Your goal: Return, unchanged and in full, the part of the listing below that runs from the line containing "Give the outline of every instance of the white" through the last line of the listing, including both of those lines.

Material provided:
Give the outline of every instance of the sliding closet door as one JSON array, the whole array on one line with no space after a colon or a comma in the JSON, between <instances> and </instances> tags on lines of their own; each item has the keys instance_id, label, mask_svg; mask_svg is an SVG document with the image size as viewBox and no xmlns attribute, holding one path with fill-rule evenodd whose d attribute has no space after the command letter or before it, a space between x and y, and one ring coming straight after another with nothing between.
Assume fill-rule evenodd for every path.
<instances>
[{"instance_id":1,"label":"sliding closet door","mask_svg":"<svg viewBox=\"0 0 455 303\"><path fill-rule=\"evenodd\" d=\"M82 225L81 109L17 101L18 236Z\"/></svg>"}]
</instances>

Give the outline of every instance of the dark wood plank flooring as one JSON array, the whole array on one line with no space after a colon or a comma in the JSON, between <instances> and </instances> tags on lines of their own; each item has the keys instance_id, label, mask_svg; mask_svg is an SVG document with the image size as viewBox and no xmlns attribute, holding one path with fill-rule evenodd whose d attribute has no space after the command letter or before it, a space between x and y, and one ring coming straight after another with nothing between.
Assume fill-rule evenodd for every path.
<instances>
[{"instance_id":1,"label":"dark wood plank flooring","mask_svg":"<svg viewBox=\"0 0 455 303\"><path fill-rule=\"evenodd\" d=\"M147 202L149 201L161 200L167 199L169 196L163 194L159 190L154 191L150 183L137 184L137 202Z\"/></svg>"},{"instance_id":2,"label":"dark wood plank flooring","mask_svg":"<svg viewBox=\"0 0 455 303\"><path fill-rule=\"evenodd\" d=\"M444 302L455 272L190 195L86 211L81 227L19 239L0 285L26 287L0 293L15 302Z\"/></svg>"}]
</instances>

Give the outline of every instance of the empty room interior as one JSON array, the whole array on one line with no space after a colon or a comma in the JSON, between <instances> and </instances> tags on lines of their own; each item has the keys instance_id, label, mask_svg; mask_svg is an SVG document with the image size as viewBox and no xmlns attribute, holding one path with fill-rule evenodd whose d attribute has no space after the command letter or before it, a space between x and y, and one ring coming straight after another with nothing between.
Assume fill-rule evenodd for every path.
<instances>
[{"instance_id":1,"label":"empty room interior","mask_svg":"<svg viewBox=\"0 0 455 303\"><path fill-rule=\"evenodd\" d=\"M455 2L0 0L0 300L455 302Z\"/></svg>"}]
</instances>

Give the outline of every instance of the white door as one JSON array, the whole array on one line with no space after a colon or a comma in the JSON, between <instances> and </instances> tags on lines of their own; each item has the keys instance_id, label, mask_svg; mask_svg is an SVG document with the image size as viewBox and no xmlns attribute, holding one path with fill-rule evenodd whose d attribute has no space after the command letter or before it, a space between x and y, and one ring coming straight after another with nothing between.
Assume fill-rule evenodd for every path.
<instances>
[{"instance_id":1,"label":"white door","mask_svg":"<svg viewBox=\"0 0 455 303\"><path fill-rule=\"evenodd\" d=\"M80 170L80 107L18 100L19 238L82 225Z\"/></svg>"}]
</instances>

Result of this task:
Give the outline of every instance of the white door as one JSON array, the whole array on one line with no space after a colon or a comma in the JSON, between <instances> and </instances> tags on lines of their own; each item has the keys instance_id, label, mask_svg; mask_svg is an SVG document with the image size as viewBox and no xmlns attribute, holding one path with fill-rule evenodd whose d attribute has no space after the command letter or before it, a space between x and y, and one ring coming straight after another with nothing between.
Assume fill-rule evenodd for every path.
<instances>
[{"instance_id":1,"label":"white door","mask_svg":"<svg viewBox=\"0 0 455 303\"><path fill-rule=\"evenodd\" d=\"M80 170L80 107L18 100L19 238L82 225Z\"/></svg>"}]
</instances>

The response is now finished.